- **What you will do**
Rewrite all the records below with "tree" swapped for "bush" and every other part kept the same. Leave out the pictures in your answer.

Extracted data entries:

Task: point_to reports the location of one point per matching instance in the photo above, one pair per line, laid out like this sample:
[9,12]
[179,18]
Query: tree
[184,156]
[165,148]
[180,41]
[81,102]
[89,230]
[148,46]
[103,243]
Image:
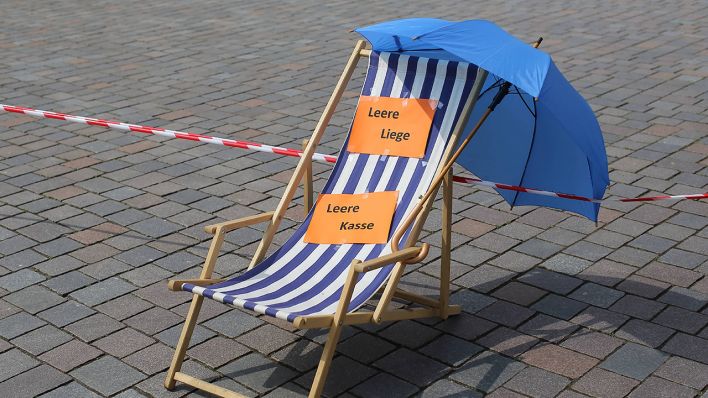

- **Task result**
Task: point_to reports the location of one point per matching instance in the photo above, one pair per line, laid out like this sample:
[9,12]
[179,18]
Query: bush
[184,156]
[165,148]
[180,41]
[81,102]
[89,230]
[148,46]
[103,243]
Image:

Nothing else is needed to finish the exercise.